• **EXERCISE**
Switch "optional" to "available" in the lines of the entries below, starting at the line containing "Every <instance> defines" and ending at the line containing "positive clicks: (302, 263)". Write out only those lines, with nothing else in them changed.
** Opening INPUT MATERIAL block **
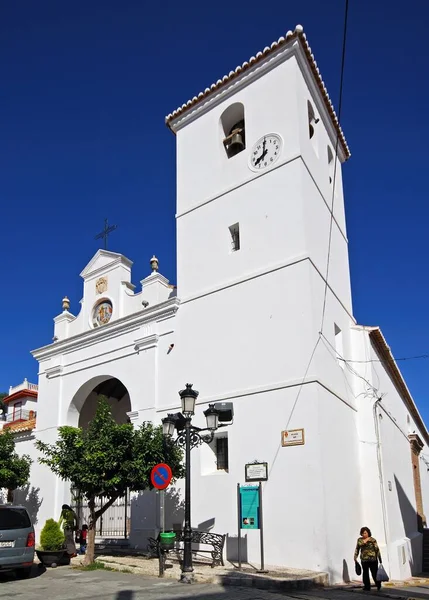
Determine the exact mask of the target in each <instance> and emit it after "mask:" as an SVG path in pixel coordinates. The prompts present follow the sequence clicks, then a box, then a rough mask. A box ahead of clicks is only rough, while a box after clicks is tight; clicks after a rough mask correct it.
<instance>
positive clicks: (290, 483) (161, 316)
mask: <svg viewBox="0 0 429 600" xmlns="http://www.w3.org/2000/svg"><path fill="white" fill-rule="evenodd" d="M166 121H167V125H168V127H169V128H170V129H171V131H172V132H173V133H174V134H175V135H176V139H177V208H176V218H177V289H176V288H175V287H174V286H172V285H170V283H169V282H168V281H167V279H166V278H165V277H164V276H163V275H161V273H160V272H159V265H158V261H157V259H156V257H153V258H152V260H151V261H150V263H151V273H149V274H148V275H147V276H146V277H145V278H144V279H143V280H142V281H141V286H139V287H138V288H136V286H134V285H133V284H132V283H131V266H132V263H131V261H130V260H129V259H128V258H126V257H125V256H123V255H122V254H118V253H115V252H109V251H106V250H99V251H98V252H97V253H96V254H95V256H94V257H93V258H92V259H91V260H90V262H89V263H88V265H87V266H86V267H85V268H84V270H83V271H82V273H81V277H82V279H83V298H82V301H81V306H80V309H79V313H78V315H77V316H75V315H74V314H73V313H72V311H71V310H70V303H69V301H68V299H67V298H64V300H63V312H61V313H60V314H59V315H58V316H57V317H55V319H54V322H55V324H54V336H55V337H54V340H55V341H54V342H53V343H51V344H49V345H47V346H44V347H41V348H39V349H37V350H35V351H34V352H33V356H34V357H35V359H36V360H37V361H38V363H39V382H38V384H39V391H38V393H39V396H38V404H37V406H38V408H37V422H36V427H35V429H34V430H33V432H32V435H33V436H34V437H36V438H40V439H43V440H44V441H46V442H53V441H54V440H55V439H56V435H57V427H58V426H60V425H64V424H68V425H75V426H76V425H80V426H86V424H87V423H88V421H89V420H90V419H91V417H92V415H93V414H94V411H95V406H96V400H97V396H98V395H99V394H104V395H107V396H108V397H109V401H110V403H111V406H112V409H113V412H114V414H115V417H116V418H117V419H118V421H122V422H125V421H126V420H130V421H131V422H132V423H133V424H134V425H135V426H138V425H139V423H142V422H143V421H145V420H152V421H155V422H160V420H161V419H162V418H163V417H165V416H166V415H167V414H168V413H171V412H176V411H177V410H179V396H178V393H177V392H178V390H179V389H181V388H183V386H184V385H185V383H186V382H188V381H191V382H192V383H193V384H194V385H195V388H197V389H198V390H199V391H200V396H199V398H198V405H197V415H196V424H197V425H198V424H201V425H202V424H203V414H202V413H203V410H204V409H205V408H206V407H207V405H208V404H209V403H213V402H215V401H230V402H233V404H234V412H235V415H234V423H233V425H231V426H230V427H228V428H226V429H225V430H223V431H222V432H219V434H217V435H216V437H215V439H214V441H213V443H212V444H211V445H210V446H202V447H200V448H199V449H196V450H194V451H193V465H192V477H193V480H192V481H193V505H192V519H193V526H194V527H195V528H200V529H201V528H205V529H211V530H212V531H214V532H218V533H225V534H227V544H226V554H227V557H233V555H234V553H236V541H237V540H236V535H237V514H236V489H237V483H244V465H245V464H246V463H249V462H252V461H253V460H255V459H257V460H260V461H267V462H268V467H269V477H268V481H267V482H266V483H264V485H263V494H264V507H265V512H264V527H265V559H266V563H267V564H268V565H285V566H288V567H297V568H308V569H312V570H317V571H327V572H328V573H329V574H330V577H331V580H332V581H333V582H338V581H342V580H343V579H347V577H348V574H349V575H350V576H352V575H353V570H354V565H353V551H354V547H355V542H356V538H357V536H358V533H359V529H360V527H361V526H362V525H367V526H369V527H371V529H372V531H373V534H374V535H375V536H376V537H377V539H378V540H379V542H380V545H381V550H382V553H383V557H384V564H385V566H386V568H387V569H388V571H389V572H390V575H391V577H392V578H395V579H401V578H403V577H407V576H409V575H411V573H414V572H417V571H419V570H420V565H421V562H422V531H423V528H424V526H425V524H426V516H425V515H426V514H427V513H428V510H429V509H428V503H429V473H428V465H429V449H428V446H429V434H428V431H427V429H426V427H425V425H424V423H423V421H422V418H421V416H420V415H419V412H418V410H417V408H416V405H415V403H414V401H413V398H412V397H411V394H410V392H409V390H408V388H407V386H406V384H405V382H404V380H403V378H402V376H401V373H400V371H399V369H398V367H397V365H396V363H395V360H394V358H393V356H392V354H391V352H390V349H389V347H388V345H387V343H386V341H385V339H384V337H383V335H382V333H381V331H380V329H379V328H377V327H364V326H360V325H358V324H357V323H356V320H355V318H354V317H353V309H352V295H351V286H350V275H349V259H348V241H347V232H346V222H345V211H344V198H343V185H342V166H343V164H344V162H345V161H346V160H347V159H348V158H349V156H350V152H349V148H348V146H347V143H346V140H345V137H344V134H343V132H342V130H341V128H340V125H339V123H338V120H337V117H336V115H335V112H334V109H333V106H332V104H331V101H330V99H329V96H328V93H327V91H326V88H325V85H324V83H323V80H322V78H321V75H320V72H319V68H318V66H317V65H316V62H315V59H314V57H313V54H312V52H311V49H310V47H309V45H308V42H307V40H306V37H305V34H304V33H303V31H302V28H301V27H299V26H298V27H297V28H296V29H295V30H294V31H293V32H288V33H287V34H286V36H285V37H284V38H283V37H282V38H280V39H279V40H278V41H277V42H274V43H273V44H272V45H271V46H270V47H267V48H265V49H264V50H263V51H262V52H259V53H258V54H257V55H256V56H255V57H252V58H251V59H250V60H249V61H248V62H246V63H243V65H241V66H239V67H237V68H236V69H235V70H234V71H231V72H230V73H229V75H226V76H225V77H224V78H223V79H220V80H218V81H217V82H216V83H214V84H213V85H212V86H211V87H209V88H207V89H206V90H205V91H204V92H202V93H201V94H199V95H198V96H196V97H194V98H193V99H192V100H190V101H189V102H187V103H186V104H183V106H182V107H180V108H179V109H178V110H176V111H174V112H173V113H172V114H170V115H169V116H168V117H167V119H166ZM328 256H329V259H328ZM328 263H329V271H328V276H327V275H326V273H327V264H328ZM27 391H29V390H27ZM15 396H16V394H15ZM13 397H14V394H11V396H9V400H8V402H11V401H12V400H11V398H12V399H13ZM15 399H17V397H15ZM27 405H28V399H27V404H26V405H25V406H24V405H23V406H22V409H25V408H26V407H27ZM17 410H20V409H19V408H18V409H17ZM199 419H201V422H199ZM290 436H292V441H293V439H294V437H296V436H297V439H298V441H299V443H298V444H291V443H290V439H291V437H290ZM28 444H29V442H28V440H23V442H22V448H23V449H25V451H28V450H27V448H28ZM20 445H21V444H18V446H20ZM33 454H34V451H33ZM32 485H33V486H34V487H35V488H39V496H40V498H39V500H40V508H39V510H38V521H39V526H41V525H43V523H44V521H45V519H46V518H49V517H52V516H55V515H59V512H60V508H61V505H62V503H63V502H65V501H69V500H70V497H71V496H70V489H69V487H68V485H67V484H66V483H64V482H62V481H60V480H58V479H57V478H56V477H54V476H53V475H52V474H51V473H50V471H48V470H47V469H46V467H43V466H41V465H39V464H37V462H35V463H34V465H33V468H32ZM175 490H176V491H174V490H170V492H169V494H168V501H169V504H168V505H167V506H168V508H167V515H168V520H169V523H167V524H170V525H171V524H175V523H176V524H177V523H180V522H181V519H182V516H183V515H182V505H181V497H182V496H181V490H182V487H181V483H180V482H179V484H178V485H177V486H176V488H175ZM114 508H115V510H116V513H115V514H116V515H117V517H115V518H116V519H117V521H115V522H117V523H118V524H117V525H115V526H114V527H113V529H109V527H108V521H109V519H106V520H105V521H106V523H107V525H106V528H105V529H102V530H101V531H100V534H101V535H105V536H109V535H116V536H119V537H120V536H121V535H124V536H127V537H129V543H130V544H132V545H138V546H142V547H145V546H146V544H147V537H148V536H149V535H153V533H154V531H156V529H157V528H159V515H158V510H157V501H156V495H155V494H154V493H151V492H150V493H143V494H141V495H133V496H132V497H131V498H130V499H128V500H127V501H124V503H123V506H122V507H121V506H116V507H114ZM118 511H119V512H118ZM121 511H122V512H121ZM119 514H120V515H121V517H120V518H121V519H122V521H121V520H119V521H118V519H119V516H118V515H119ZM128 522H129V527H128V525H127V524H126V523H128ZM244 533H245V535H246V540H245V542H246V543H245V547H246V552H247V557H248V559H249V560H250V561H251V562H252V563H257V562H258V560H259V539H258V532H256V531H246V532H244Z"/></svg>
** Closing INPUT MATERIAL block **
** Opening INPUT MATERIAL block **
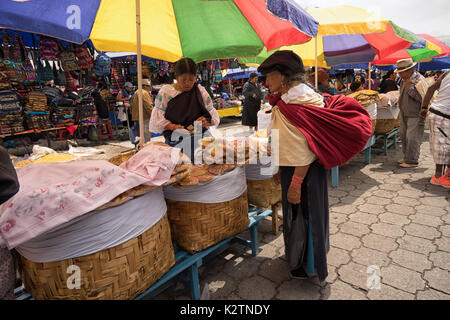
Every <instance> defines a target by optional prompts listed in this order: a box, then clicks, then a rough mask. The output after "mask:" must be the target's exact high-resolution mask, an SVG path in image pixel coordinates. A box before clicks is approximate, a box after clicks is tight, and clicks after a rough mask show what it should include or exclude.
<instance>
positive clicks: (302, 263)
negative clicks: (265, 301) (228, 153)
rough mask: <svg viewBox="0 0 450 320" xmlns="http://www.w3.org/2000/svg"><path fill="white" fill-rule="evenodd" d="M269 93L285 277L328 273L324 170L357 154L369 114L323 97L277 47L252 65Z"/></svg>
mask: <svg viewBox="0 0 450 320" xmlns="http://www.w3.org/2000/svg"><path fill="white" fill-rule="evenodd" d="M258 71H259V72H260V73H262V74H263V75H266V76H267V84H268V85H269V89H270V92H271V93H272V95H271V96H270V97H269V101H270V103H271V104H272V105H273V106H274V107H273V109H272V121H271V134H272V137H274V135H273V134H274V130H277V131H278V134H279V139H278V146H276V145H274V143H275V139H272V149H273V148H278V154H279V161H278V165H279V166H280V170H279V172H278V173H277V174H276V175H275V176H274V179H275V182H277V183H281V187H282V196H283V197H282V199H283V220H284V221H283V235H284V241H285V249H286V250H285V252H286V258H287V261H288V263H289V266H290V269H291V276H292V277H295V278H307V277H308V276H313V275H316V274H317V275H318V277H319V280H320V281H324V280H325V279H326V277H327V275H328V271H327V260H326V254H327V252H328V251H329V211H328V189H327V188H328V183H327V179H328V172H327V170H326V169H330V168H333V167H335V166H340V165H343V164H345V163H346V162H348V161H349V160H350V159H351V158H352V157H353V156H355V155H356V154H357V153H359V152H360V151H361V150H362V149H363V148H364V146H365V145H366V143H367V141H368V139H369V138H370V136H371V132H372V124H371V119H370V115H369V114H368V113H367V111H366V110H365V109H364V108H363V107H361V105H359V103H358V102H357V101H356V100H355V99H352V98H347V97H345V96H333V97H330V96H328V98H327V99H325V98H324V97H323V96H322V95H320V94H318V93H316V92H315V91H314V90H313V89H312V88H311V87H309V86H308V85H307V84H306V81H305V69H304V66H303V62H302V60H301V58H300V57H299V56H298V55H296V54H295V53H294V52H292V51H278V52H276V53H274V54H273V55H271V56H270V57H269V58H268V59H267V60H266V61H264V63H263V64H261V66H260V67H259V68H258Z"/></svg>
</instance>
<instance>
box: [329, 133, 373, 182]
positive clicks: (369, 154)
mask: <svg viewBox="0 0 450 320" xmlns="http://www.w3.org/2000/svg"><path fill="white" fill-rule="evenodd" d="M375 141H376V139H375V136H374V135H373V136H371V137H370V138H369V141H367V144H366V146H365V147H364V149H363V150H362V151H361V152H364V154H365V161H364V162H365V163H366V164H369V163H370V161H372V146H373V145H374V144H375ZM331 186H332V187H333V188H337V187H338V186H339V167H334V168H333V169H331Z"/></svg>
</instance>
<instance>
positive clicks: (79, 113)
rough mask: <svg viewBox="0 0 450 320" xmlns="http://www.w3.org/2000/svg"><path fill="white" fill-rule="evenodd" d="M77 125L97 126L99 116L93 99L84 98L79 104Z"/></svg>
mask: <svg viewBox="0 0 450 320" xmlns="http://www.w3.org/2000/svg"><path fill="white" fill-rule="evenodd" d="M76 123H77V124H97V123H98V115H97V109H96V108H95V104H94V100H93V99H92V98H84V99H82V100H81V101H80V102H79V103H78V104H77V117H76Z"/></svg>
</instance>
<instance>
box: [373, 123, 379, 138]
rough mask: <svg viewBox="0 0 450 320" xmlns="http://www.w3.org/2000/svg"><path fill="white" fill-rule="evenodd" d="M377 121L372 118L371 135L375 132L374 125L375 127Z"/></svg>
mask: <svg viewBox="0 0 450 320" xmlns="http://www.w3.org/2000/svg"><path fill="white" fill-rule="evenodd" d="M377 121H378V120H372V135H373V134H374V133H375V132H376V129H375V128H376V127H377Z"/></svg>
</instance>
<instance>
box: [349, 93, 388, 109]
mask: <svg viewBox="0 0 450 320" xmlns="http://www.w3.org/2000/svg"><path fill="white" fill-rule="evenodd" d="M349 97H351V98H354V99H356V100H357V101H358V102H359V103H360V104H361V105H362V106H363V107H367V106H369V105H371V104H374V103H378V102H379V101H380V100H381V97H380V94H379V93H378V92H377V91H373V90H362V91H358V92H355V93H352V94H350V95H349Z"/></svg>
** Closing INPUT MATERIAL block **
• **REPLY**
Every <instance> defines a target by available prompts listed in this order: a box, then clicks, then a rough mask. The output after "mask:" must be the target's exact high-resolution mask, an SVG path in image pixel coordinates. A box before clicks is approximate, a box after clicks is tight, and clicks after a rough mask show what it should include or exclude.
<instance>
positive clicks: (302, 263)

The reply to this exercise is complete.